- Aim -
Set down every entry again word for word, please, but skip the pictures.

- Given entries -
* BEGIN *

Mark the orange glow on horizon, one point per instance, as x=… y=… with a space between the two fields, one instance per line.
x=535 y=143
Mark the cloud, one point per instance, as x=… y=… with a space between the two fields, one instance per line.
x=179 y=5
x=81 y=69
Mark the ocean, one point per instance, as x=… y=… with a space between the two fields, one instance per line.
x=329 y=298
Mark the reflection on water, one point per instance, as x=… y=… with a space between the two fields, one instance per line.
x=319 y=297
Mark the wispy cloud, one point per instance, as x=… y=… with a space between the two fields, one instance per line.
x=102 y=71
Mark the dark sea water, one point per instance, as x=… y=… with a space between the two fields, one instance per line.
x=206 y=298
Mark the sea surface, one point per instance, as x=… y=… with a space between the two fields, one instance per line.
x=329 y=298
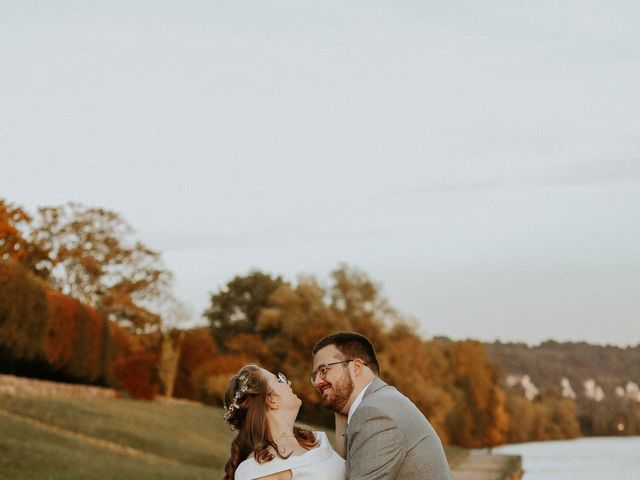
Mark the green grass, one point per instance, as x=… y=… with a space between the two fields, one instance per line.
x=192 y=437
x=191 y=434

* END *

- Answer for the task -
Mark the orange glow on horizon, one point per instance, as x=… y=… with a space between the two fields, one instance per line.
x=535 y=143
Mark the cloud, one point per instance, as x=… y=… with a space between the two fields, one instance per line.
x=179 y=5
x=81 y=69
Mark the ocean, one point per instance, as x=… y=… with a space between the two fields, one instance per line.
x=329 y=298
Mark the reflection on water, one point per instance, as x=… y=… with a space between the two fields, one instance per line.
x=319 y=297
Mark the wispy cloud, one point per instance, as x=… y=… with a space between the two fields, one instance per line.
x=102 y=71
Mark the dark sea water, one point per instance, as x=… y=… with a space between the two fields, one instance per line.
x=206 y=298
Mark the sea surface, one point per instance, as x=… y=… with a space between the two fields, one instance per line.
x=329 y=298
Mark the green grass, one point per instance, as x=… y=… with a space between the two fields, one instance per line.
x=192 y=437
x=191 y=434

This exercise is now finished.